### PASSAGE SHOWN
WAAJEED AUSTRALIA TOUR
Date: July 24, 2013

DJ, producer, composer, and arranger Robert “Waajeed” O’Bryant has four titles but speaks in triads. Things aren’t dope; they’re “dope, dope, dope.” Something isn’t heavy, but “really, really, really” heavy. It’s symbolic of his passion for just about everything in life, which is tempered only by the reality of growing up in the city of Detroit.

“If it weren’t for music, I’d be dead or in jail,” he says candidly from his current home in Bedford-Stuyvesant, Brooklyn, a long way from Arlington Street, between McNichols and Nevada on the Motor City’s east side. His brother was a gangster; their parents hustled weed and threw backyard parties with George Clinton and Juan Atkins records. “Even now, there are times when I want to handle a situation on some ghetto shit and I have to stop myself and think, ‘What am I doing? I’m leaving for Japan tomorrow.’”

Professionalism has taught Waajeed the importance of self-control, but it was a timely lack of restraint that ignited his career in 1998. He was an accomplished visual artist on scholarship at Detroit’s College for Creative Studies, and a few childhood friends who had formed a hip-hop group, signed their first record deal and were embarking on a European tour. The crew was Slum Village, and Waajeed was instrumental in helping them turn local buzz into international acclaim. He was invited to tag along and faced with a decision that, in his eyes, wasn’t much of a decision at all. Most young men of his type tended to only travel overseas in service to the United States military, and based on statistics and standards of the streets—living in Detroit, growing up in the hood—neither Waajeed nor his Slum Village family were supposed to be alive. They had already lived a lifetime compared to most, and Waajeed was determined not to become another “could of” or “should of” story he had heard so many times before. “I vacated school,” he recalls, “and traveled Europe with my dogs.”

Upon returning to the States, Waajeed was mentored by late Slum Village rapper and producer James Yancey, better known to the world as J Dilla. Inheriting an MPC 2000 from Yancey, he began producing on his own, recording some of his first songs with fellow Detroiters Elzhi and Dwele, and contributing heavily to Slum Village’s Trinity album in wake of Yancey’s departure from the group. In 2001, he established his own imprint, the Bling47 Group, while a quest for Drum Crazy break LP distribution in Detroit led to a recording deal with Ubiquity Records and the formation of the Platinum Pied Pipers (PPP) with Darnell “Saadiq” Bolden.

In 2003, PPP released its debut “Ridin’ High”/“Open Your Eyes” single, and two years later, the full-length Triple P. Triple P, with production contributions from instrumentalists Mystro and Mark de Clive-Lowe, and features from Sa-Ra Creative Partners, Steve Spacek, and hometown MCs Ta’Raach (aka Lacks) and Invincible, earned the duo widespread industry acclaim as well as aided in launching the careers of Georgia Anne Muldrow and Tiombe Lockhart. On Abundance, the 2009 follow-up to Triple P, the talents of up-and-comers Coultrain, Karma Stewart, and Jamila Raegan were on display as Waajeed expanded the group’s sound in reflection of inspiration garnered from countless remix projects, world tours, and collaborations with artists such as Cee-Lo, Estelle, Jazmine Sullivan, Raheem DeVaughn, and Daniel Merriweather.

### MATERIAL SUPPLIED

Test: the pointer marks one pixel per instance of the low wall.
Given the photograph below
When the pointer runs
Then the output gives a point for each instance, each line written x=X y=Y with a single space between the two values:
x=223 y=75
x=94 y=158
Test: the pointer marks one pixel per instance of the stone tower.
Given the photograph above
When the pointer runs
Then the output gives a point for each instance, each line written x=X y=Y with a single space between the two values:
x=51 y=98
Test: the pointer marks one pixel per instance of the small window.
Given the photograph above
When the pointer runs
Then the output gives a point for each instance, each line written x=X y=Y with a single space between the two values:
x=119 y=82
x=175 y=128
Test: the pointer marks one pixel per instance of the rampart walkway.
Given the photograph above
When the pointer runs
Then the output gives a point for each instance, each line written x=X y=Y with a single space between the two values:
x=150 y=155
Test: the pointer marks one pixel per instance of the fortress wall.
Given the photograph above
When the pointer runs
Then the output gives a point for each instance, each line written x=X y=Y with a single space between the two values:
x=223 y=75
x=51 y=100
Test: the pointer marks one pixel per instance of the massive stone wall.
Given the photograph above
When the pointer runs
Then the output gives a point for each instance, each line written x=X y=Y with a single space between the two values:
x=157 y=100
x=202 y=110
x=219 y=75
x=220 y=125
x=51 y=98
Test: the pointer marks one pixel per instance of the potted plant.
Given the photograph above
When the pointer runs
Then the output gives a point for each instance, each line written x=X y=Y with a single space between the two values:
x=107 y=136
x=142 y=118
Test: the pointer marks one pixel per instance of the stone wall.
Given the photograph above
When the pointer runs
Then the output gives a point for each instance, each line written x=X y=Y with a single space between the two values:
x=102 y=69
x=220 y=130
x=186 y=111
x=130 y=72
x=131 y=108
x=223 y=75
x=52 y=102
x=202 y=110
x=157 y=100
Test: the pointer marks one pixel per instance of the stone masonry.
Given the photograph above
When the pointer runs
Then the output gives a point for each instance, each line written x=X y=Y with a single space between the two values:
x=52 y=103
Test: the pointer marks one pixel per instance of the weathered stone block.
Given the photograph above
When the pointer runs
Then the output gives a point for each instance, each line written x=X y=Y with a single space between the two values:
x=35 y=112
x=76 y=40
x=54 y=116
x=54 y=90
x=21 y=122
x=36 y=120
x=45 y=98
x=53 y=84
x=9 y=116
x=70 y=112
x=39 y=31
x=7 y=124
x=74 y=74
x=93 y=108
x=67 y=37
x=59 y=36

### GOAL 1
Quote the Waajeed profile between "In 2003, PPP" and "and Daniel Merriweather.", inclusive.
### GOAL 2
How would you render this sentence from the Waajeed profile in Spanish: "Professionalism has taught Waajeed the importance of self-control, but it was a timely lack of restraint that ignited his career in 1998."
Rely only on the Waajeed profile, not the listing.

### FINAL RESULT 1
In 2003, PPP released its debut “Ridin’ High”/“Open Your Eyes” single, and two years later, the full-length Triple P. Triple P, with production contributions from instrumentalists Mystro and Mark de Clive-Lowe, and features from Sa-Ra Creative Partners, Steve Spacek, and hometown MCs Ta’Raach (aka Lacks) and Invincible, earned the duo widespread industry acclaim as well as aided in launching the careers of Georgia Anne Muldrow and Tiombe Lockhart. On Abundance, the 2009 follow-up to Triple P, the talents of up-and-comers Coultrain, Karma Stewart, and Jamila Raegan were on display as Waajeed expanded the group’s sound in reflection of inspiration garnered from countless remix projects, world tours, and collaborations with artists such as Cee-Lo, Estelle, Jazmine Sullivan, Raheem DeVaughn, and Daniel Merriweather.

### FINAL RESULT 2
El profesionalismo le ha enseñado a Waajeed la importancia del autocontrol, pero fue una oportuna falta de moderación lo que encendió su carrera en 1998.